### THE INPUT

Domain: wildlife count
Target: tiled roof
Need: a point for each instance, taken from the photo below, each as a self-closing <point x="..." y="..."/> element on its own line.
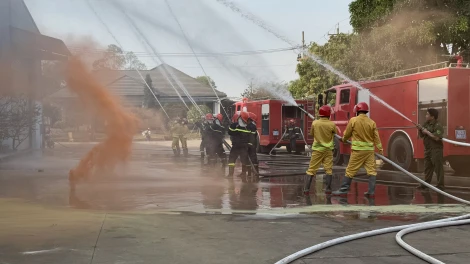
<point x="129" y="83"/>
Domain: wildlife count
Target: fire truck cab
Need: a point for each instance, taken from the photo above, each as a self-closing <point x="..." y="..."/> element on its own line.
<point x="273" y="117"/>
<point x="445" y="88"/>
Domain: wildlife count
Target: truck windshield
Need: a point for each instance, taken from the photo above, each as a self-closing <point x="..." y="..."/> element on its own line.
<point x="330" y="98"/>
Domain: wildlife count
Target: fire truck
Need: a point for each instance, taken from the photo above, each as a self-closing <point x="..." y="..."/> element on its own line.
<point x="273" y="117"/>
<point x="441" y="86"/>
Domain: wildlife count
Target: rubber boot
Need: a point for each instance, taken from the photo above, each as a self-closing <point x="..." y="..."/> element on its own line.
<point x="243" y="173"/>
<point x="371" y="191"/>
<point x="176" y="152"/>
<point x="224" y="164"/>
<point x="308" y="183"/>
<point x="344" y="189"/>
<point x="328" y="180"/>
<point x="231" y="170"/>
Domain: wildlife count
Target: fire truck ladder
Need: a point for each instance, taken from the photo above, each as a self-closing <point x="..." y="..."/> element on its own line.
<point x="431" y="67"/>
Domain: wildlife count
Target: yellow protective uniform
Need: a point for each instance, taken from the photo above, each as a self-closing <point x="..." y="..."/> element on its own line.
<point x="323" y="131"/>
<point x="176" y="130"/>
<point x="365" y="138"/>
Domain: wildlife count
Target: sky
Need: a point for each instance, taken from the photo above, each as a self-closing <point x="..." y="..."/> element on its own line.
<point x="209" y="26"/>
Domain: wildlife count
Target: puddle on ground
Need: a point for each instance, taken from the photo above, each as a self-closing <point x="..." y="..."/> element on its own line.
<point x="158" y="181"/>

######

WORK INSTRUCTIONS
All the lines above are to be reproduced exactly, except the pictures.

ANSWER TO THE EXERCISE
Domain: wildlife count
Target: tiled roof
Need: a point for each instance, taken from the photo below, each as a self-closing <point x="..." y="..."/> element on its own line.
<point x="129" y="83"/>
Domain: wildlife count
Target: fire truck cab
Need: a point for each instance, taken from the photo above, each as a self-closing <point x="..." y="..."/> element on its own line.
<point x="273" y="117"/>
<point x="445" y="88"/>
Domain: wildlife count
Target: truck windshield
Need: a point for each instance, taken from the photo above, each as a self-closing <point x="..." y="..."/> element on its own line.
<point x="330" y="98"/>
Domain: wildlife count
Target: fire truck
Need: a point for each instance, taken from the photo above, each as a self-closing <point x="..." y="..."/> element on its own line.
<point x="273" y="117"/>
<point x="441" y="86"/>
Domain: wildlife count
Target: rubber boot
Need: a point for each instance, taken from the photo above, each as a self-closing <point x="..." y="..."/> element on its own line.
<point x="243" y="173"/>
<point x="371" y="191"/>
<point x="176" y="152"/>
<point x="224" y="164"/>
<point x="308" y="183"/>
<point x="344" y="189"/>
<point x="328" y="180"/>
<point x="231" y="170"/>
Domain: wildlife count
Target: fire truck ladder
Need: a point for each instance, taken from the photo above, each as a self-closing <point x="..." y="..."/> element on its own line.
<point x="431" y="67"/>
Domain: wildlife count
Target: yellow protective uniform
Need: a point for each instance, taken from the photo above, each as a self-closing <point x="..." y="..."/> element on its own line.
<point x="323" y="131"/>
<point x="176" y="130"/>
<point x="365" y="138"/>
Domain: wildlife count
Target: sky
Need: a point for each instance, taken from the photo above, each as a self-closing <point x="..." y="..."/> element on its own line.
<point x="209" y="26"/>
Domain: wildlife count
Target: puddle on ground
Need: a point for each instance, taken from the photo above, each as a self-closing <point x="..." y="..."/> element on its own line.
<point x="158" y="181"/>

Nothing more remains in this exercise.